By October, the Luftwaffe had reinforced Fliegerkorps II, and a new round of heavy raids against the island began in an effort to restrict the RAF and Royal Navy's ability to interdict Axis convoys to Libya. The raiders employed new low-level tactics that lost heavily to the AA guns and RAF fighters. Night raids were mainly made by a succession of single aircraft at high level. However, the S/L crews were now much more proficient, achieving 37 per cent illuminations of aircraft crossing the coast, and these were heavily engaged. At last, a supply convoy got through in November. With the recent Axis defeat at Alamein and the Allied North Africa landings the same month, the siege of Malta was ended. The only enemy air activity for the rest of the year was occasional high-flying reconnaissances and one raid on Luqa in December.

===1943===
The regiment reported no S/L engagements at all in January, February and March 1943, but continued to improve its SLC capabilities, training detachments from the RMA battery to use it. In May 1943, Axis aircraft reappeared in an attempt to disrupt preparations for the Allied invasion of Sicily (Operation Husky), but these raids caused little damage. The regiment continued to strengthen the S/L and SLC cover for the north of the island where invasion shipping was gathering. It finally gave up its old sound locators in August.

» **Apply what you read**
[A] Translate this sentence from the Malta air-defense history into Spanish: "At last, a supply convoy got through in November."
[B] Pick up the Malta air-defense history after its last sentence and extend it with a further paragraph.

» **Data**
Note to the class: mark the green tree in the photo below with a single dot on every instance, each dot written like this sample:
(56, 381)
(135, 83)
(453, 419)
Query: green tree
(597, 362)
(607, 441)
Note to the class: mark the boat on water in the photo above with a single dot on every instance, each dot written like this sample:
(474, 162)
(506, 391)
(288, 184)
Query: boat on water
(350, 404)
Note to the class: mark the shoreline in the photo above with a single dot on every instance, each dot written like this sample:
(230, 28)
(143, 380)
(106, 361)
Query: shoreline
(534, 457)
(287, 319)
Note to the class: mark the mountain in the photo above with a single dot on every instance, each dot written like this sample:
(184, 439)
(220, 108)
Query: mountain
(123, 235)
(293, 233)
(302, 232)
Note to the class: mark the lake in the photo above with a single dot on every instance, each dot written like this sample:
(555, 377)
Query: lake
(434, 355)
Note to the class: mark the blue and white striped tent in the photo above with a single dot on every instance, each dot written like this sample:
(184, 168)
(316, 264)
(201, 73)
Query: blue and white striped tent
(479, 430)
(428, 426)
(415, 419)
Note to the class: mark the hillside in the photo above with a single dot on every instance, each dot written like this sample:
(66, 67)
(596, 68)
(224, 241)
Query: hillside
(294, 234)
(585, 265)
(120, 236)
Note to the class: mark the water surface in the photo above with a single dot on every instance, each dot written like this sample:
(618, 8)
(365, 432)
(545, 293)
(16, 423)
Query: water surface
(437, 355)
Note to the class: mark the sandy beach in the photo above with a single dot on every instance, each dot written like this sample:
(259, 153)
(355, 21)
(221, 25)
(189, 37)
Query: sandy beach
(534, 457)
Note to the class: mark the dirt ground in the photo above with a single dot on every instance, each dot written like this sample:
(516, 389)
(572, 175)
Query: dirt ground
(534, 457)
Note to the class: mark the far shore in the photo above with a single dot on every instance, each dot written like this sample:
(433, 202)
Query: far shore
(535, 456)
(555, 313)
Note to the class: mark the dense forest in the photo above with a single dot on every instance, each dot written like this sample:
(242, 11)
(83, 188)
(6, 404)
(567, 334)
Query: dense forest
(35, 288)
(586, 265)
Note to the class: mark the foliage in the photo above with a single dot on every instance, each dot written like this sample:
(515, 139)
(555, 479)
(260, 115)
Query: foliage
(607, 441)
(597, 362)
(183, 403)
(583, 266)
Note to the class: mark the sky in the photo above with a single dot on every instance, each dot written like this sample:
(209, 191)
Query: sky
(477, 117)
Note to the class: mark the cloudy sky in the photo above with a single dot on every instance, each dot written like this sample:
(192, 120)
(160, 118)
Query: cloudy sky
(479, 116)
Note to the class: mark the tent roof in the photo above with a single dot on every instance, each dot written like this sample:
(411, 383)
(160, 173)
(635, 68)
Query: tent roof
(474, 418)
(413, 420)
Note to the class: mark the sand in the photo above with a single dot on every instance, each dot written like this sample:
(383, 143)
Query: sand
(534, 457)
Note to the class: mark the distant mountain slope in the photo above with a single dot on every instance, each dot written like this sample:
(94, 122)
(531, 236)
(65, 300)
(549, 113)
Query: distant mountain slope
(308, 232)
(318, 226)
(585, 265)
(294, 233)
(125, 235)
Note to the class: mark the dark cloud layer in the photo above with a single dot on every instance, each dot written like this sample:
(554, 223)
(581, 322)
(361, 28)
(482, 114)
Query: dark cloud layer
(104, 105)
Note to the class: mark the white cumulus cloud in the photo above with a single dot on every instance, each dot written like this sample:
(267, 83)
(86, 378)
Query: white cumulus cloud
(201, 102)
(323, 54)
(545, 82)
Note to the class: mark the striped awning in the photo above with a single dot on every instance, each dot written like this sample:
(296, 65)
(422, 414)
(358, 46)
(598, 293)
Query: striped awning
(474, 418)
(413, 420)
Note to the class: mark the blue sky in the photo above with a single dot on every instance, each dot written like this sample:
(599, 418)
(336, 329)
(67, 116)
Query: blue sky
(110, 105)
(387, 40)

» **Outputs in order**
[A] Por fin, en noviembre, un convoy de suministros logró pasar.

[B]
==Disbandment==
After the Surrender of Italy on 8 September 1943 the defences of Malta began to be scaled back. 16th Fortress Co returned on 28 November 1943 to the UK where it became 16th Electrical and Mechanical Company, RE. It later served in the campaign in North West Europe and then in India and the Far East at the end of the war. On 1 January 1944, 8 S/L Bty RMA became an independent battery directly under 10 AA Bde; it continued to provide S/L cover for the island for the rest of the war, after which it was regimented with 2nd AA (Composite) Rgt, RMA. During January 1944, 484 S/L Bty embarked for Egypt to join Middle East Forces (MEF). It served in the Suez Canal defences until September 1944 when it was placed in suspended animation and its personnel drafted to other units. RHQ 4th S/L Regiment joined HQ RA in an advisory capacity in January 1944 and was disbanded in May 1944.